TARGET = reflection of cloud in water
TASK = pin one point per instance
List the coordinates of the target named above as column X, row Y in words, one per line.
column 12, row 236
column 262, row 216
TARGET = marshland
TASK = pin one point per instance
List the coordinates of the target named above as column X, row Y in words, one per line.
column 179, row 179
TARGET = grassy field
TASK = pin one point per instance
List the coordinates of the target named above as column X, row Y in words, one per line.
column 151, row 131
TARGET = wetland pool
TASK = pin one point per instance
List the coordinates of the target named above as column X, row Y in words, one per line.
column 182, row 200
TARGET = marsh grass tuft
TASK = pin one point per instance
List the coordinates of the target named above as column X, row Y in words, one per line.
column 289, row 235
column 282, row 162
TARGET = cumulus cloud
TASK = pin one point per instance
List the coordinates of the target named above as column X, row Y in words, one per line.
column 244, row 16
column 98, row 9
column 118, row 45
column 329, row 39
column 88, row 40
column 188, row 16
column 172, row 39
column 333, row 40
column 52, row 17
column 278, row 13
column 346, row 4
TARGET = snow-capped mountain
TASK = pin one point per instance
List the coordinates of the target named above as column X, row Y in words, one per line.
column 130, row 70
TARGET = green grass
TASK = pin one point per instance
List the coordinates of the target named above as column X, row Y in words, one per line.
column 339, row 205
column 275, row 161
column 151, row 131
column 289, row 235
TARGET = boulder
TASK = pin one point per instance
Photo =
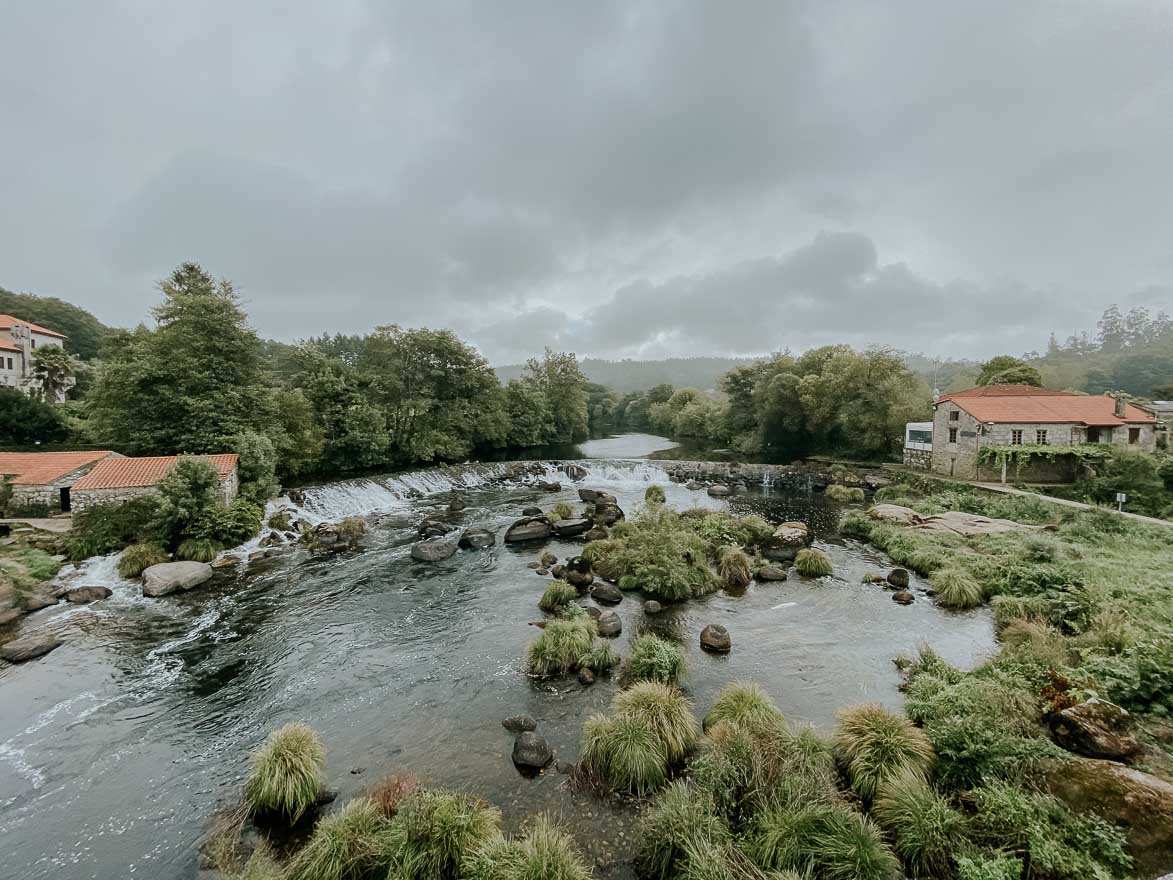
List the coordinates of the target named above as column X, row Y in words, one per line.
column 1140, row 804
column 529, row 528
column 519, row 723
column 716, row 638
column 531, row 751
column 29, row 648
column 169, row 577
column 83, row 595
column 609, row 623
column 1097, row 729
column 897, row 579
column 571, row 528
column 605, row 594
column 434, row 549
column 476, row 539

****************

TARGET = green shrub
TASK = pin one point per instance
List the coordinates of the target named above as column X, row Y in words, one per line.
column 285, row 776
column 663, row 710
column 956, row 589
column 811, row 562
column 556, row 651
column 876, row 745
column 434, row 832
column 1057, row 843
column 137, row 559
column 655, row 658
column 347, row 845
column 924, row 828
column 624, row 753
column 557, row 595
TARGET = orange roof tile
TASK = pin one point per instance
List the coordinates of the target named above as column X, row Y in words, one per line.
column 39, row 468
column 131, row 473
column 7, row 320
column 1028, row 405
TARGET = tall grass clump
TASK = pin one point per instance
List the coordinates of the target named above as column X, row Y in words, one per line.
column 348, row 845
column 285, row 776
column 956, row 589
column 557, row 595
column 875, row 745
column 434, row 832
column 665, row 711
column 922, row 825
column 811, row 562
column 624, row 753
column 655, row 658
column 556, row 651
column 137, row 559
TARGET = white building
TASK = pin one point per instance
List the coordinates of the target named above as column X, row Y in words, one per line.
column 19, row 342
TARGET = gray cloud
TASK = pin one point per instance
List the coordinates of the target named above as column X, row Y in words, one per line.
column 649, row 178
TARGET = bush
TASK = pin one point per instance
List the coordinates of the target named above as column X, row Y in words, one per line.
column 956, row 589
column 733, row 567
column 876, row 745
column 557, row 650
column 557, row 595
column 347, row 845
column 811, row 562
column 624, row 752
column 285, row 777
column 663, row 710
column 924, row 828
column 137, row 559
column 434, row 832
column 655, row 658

****************

** WRITTEN PROBLEM **
Retype the entries from the line containing "TARGET = cumulus cloud" through the line containing "column 346, row 4", including both of those lines.

** SOLUTION TO THIS TASK **
TARGET = cumulus cloud
TASK = pin one point per instance
List the coordinates of the target named above as column X, row Y in words, one per line.
column 244, row 16
column 98, row 9
column 118, row 45
column 329, row 39
column 88, row 40
column 188, row 16
column 172, row 39
column 333, row 40
column 52, row 17
column 278, row 13
column 346, row 4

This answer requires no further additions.